Information shown
◇ ◇ ◇ ◇

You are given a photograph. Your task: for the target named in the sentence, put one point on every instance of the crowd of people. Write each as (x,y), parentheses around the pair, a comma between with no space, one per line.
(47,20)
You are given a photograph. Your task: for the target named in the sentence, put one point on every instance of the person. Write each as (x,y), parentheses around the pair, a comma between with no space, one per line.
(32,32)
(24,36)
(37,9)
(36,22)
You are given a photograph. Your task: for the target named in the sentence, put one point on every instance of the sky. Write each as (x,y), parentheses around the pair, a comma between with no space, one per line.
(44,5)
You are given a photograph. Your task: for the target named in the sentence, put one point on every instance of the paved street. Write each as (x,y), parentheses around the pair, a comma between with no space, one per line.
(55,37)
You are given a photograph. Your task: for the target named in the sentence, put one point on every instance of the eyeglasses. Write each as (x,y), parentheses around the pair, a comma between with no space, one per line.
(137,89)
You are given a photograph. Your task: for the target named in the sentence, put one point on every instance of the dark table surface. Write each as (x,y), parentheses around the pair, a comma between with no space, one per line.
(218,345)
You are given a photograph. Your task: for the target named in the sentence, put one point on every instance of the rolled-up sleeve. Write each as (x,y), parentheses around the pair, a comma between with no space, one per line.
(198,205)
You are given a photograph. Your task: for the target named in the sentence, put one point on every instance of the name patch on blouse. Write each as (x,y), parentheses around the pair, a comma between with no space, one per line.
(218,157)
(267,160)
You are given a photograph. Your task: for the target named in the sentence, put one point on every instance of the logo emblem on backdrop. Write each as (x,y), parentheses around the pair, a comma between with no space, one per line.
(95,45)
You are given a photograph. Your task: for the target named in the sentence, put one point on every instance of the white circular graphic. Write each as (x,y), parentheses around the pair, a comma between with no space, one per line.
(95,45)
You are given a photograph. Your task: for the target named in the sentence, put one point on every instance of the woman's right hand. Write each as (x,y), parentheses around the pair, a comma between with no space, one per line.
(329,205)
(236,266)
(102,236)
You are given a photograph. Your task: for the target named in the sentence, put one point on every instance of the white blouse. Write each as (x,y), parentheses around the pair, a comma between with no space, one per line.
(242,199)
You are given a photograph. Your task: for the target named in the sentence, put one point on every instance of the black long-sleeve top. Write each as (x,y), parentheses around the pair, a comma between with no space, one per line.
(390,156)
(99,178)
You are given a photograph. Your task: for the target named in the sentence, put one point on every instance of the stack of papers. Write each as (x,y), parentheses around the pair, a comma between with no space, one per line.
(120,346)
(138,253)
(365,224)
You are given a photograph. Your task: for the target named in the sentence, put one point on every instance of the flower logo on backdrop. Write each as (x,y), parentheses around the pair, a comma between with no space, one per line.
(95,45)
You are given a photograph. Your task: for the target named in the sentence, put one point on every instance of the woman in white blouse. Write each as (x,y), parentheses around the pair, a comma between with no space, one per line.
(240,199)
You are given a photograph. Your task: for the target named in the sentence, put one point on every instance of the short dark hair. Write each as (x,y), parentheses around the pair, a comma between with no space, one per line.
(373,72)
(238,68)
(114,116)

◇ ◇ ◇ ◇

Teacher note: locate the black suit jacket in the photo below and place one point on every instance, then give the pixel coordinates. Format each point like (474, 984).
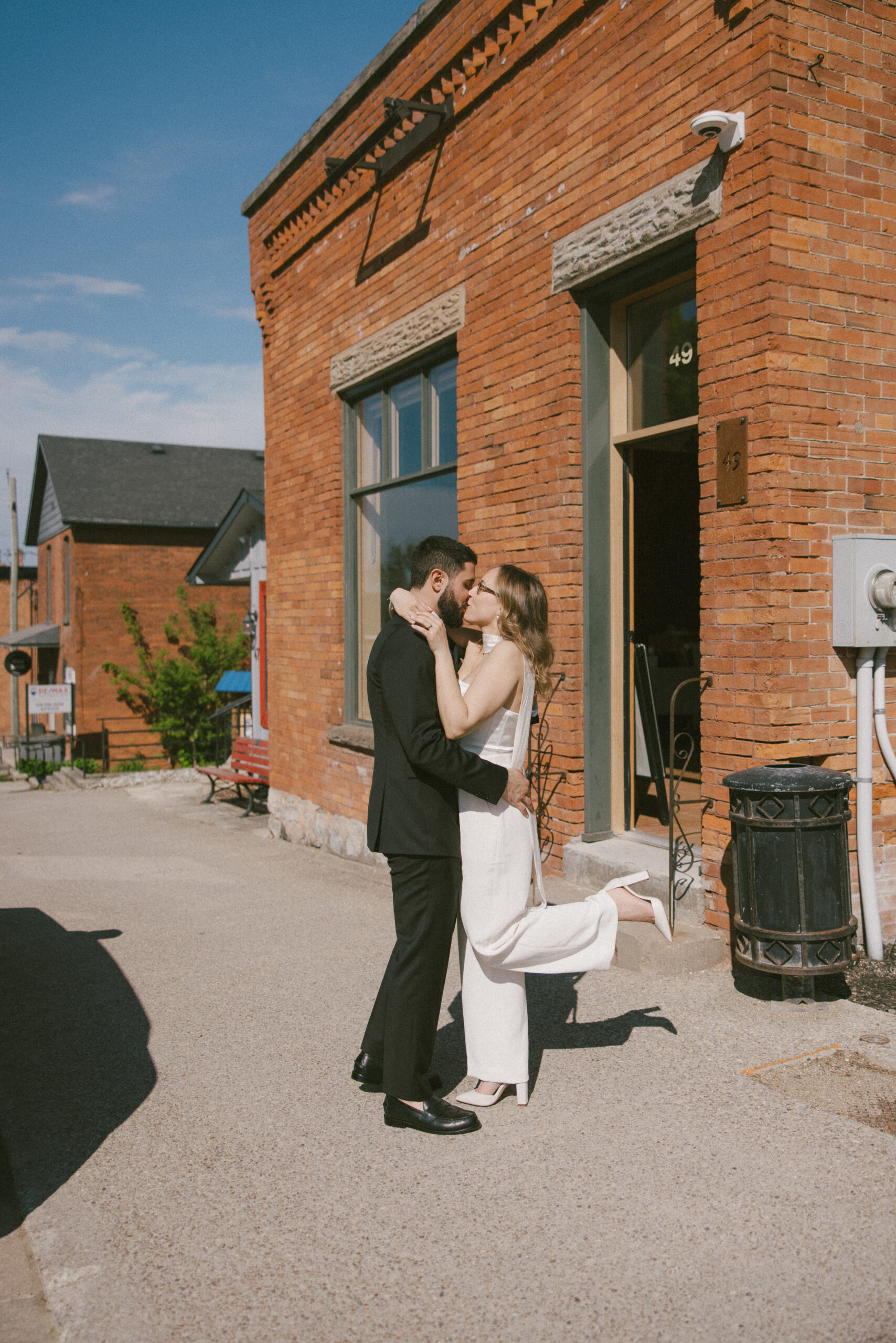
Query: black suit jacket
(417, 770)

◇ ◇ ◇ ◇

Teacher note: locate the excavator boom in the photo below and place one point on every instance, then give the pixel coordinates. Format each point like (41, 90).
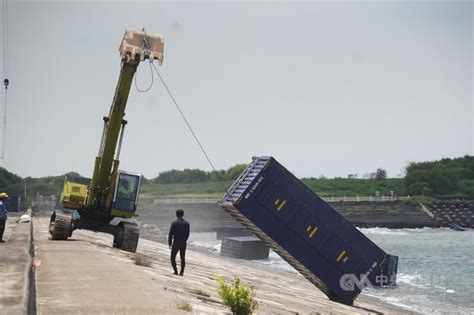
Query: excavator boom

◇ ◇ ◇ ◇

Exercise requirements
Your answer should be all lines from the data that contain "like".

Solution to the exercise
Teacher note: locate the black suit jacket in the photo below and place one point on every instance, then give the pixel coordinates. Format each point like (474, 984).
Teacher note: locate the excavator boom in the photo below and place one point on every instance, then give the pixel coordinates. Format each point like (41, 90).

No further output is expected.